Exercise requirements>
The answer must be an exact transcription of all the records below.

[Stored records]
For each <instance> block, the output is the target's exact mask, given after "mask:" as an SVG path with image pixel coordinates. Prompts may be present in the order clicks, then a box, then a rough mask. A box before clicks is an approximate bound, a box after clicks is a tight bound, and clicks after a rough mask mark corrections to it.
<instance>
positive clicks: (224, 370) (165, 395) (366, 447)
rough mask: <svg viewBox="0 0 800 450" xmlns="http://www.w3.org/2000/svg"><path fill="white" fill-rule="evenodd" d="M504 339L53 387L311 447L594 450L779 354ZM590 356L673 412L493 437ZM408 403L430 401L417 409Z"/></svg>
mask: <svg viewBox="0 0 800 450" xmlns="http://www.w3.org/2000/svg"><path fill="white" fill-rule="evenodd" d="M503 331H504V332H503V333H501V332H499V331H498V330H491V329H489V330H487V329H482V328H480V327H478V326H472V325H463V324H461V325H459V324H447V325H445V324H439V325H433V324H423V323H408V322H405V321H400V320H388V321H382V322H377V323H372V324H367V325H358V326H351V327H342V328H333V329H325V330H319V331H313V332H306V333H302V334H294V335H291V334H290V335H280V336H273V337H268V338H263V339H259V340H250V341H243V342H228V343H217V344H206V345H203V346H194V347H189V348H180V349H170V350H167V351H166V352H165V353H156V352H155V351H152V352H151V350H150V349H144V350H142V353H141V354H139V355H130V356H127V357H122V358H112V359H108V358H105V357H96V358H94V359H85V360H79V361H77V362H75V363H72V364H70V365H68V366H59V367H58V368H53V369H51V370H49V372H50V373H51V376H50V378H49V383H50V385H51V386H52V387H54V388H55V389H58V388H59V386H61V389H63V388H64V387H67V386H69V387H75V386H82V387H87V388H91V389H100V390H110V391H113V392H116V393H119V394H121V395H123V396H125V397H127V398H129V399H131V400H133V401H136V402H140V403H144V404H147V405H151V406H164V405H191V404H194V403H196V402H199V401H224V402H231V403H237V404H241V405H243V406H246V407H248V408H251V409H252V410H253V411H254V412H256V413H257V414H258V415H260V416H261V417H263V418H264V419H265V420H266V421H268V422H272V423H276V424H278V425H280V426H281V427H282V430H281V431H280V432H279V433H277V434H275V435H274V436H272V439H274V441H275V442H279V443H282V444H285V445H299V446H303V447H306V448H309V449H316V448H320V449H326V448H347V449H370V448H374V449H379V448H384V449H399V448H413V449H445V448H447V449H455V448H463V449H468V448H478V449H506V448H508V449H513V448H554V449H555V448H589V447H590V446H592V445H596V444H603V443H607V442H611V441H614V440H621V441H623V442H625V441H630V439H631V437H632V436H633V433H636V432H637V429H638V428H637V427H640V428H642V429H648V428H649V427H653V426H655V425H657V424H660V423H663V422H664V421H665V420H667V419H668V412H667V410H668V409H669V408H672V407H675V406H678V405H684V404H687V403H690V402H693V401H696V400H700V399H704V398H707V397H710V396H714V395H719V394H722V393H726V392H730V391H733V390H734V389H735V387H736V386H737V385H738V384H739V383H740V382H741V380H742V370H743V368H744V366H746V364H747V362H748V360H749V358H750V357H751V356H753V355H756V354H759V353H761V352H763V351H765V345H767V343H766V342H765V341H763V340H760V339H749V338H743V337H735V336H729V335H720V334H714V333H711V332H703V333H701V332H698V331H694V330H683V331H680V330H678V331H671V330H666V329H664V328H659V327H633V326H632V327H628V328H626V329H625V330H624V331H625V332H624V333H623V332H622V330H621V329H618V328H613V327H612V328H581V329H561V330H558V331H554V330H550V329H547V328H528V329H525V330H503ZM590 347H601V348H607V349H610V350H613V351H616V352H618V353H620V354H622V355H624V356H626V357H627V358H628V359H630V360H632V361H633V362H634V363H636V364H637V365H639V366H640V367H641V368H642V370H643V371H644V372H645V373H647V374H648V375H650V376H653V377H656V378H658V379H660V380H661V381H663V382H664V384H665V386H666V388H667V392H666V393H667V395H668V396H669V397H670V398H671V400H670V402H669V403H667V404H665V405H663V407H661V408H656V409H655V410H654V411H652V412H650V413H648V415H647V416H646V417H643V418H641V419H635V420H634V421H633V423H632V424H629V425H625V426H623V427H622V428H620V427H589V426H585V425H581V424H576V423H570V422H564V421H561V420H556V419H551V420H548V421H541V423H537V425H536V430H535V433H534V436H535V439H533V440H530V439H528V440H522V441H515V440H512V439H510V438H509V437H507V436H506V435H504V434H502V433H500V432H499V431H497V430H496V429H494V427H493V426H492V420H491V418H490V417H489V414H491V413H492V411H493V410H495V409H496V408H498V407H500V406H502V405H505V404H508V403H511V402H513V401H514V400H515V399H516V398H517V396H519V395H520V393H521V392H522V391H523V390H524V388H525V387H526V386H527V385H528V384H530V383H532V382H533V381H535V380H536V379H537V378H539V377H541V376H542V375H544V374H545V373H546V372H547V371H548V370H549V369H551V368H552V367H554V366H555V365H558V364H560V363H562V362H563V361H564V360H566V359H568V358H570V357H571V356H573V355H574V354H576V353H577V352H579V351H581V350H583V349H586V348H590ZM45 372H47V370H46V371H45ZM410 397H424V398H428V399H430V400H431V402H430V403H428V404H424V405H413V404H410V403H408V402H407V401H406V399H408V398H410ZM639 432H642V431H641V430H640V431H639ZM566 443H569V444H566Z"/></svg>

Task result>
For each <instance> block, the output is the target's exact mask, given after "mask:" as an SVG path with image pixel coordinates. Prompts may be present in the order clicks, then a box, then a rough mask. A box before clicks is an approximate bound, a box after clicks is a tight bound, and clicks after a rough mask mark corrections to it.
<instance>
positive clicks: (224, 370) (165, 395) (366, 447)
rough mask: <svg viewBox="0 0 800 450" xmlns="http://www.w3.org/2000/svg"><path fill="white" fill-rule="evenodd" d="M504 339L53 387L311 447L594 450L779 354ZM590 356L673 412L493 437ZM408 403L430 401L417 409Z"/></svg>
mask: <svg viewBox="0 0 800 450" xmlns="http://www.w3.org/2000/svg"><path fill="white" fill-rule="evenodd" d="M503 331H504V332H503V333H501V332H499V331H498V330H491V329H489V330H487V329H482V328H480V327H478V326H472V325H463V324H461V325H459V324H447V325H445V324H439V325H433V324H423V323H408V322H405V321H400V320H388V321H382V322H377V323H372V324H367V325H358V326H351V327H342V328H333V329H325V330H319V331H313V332H306V333H302V334H294V335H291V334H290V335H280V336H273V337H268V338H263V339H259V340H250V341H243V342H228V343H217V344H206V345H203V346H194V347H189V348H180V349H170V350H167V351H166V352H165V353H156V352H155V351H152V352H151V350H150V349H144V350H142V353H141V354H139V355H130V356H127V357H122V358H112V359H108V358H105V357H96V358H94V359H85V360H79V361H77V362H75V363H72V364H70V365H68V366H59V367H58V368H53V369H51V370H49V372H50V373H51V376H50V378H49V383H50V385H51V386H52V387H54V388H55V389H58V388H59V386H61V389H63V388H64V387H67V386H69V387H75V386H82V387H87V388H91V389H100V390H110V391H113V392H116V393H119V394H121V395H123V396H125V397H127V398H129V399H131V400H133V401H136V402H140V403H144V404H147V405H151V406H164V405H191V404H194V403H196V402H199V401H224V402H231V403H237V404H241V405H243V406H246V407H248V408H251V409H252V410H253V411H254V412H256V413H257V414H258V415H260V416H261V417H263V418H264V419H265V420H266V421H268V422H272V423H276V424H278V425H280V426H281V427H282V430H281V431H280V432H279V433H277V434H275V435H274V436H272V439H274V441H275V442H279V443H282V444H285V445H299V446H303V447H306V448H309V449H316V448H320V449H326V448H347V449H370V448H374V449H379V448H384V449H399V448H413V449H445V448H447V449H455V448H463V449H468V448H478V449H506V448H508V449H513V448H554V449H555V448H589V447H590V446H592V445H596V444H603V443H607V442H611V441H614V440H621V441H623V442H625V441H630V439H631V437H632V436H633V433H636V432H637V429H638V428H637V427H640V428H642V429H648V428H649V427H653V426H655V425H657V424H660V423H663V422H664V421H665V420H667V419H668V412H667V410H668V409H669V408H672V407H675V406H678V405H684V404H687V403H690V402H693V401H696V400H700V399H704V398H707V397H710V396H714V395H719V394H722V393H726V392H730V391H733V390H734V389H735V387H736V386H737V385H738V384H739V383H740V382H741V380H742V370H743V368H744V366H746V364H747V362H748V360H749V358H750V357H751V356H753V355H756V354H759V353H761V352H763V351H765V345H767V343H766V342H765V341H763V340H760V339H749V338H743V337H735V336H729V335H720V334H714V333H711V332H703V333H701V332H698V331H694V330H683V331H680V330H678V331H671V330H666V329H664V328H659V327H633V326H632V327H628V328H626V329H625V330H624V331H625V332H624V333H623V332H622V330H621V329H618V328H613V327H612V328H581V329H561V330H558V331H554V330H550V329H547V328H528V329H525V330H503ZM590 347H601V348H607V349H610V350H613V351H616V352H618V353H620V354H622V355H624V356H626V357H627V358H628V359H630V360H632V361H633V362H634V363H636V364H637V365H639V366H640V367H641V368H642V370H643V371H644V372H645V373H647V374H648V375H650V376H653V377H656V378H658V379H660V380H661V381H663V382H664V384H665V386H666V388H667V392H666V393H667V395H668V396H669V397H670V398H671V400H670V402H669V403H667V404H665V405H663V407H661V408H656V409H655V410H654V411H652V412H650V413H648V415H647V416H646V417H643V418H641V419H635V420H634V421H633V423H632V424H629V425H625V426H623V427H622V428H620V427H589V426H585V425H581V424H576V423H570V422H564V421H561V420H556V419H551V420H548V421H541V423H537V425H536V430H535V433H534V436H535V439H533V440H530V439H528V440H522V441H515V440H512V439H510V438H509V437H507V436H506V435H504V434H502V433H500V432H499V431H497V430H496V429H494V427H493V426H492V420H491V418H490V417H489V414H491V413H492V411H493V410H495V409H496V408H498V407H500V406H502V405H505V404H508V403H511V402H513V401H514V400H515V399H516V398H517V396H519V395H520V393H521V392H522V391H523V390H524V388H525V387H526V386H527V385H528V384H530V383H532V382H533V381H535V380H536V379H537V378H539V377H541V376H542V375H544V374H545V373H546V372H547V371H548V370H549V369H551V368H552V367H554V366H555V365H558V364H560V363H562V362H563V361H564V360H566V359H568V358H570V357H571V356H573V355H574V354H576V353H577V352H579V351H581V350H583V349H586V348H590ZM45 372H47V370H46V371H45ZM410 397H424V398H428V399H430V400H431V402H430V403H428V404H424V405H413V404H410V403H408V402H407V401H406V399H408V398H410ZM639 432H642V431H641V430H640V431H639ZM566 443H569V444H566Z"/></svg>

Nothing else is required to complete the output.